◆ Aufgabe
Setzen Sie die Forumsdiskussion über das Ausschalten eines Panels ohne vorheriges Beenden der Runtime im Anschluss an den letzten Beitrag fort.

# Bei Panel vor ausschalten Runtime beenden?



## diabolo150973 (26 Februar 2009)

Hallo zusammen,

spielt es bei einem Panel (in meinem Fall ein TP170B) eine Rolle, wenn ich es einfach so ausmache, indem ich die Spannung wegschalte? Oder sollte immer erst die "Runtime" beendet werden? Ich verarbeite keine Rezepte, Datensätze oder ähnliches, sondern verarbeite nur Bits. Theoretisch könnten also keinerlei Daten, oder Befehle verloren gehen. 

Ich danke schon mal im Voraus für die Antworten!


Gruß,

dia


----------



## Hotsch (26 Februar 2009)

Das sollte egal sein. Mir ist zumindest noch nie irgendeine negative Auswirkung aufgefallen.

◆ Gegebene Informationen

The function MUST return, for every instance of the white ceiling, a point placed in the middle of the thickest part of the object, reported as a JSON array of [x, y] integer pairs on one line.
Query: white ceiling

◆ Lösung
----------



## peter(R) (26 Februar 2009)

Habe ich nie schwierigkeiten mit gehabt einfach so auszuschalten.
Selbst wenn rezepte drin sind. Max Fehler wäre, das letzte rezept ist weg weil beim speichern die Spannung flöten ging.

peter(R)


----------



## diabolo150973 (26 Februar 2009)

Vielen Dank!!!

Das ist genau das, was ich hören wollte!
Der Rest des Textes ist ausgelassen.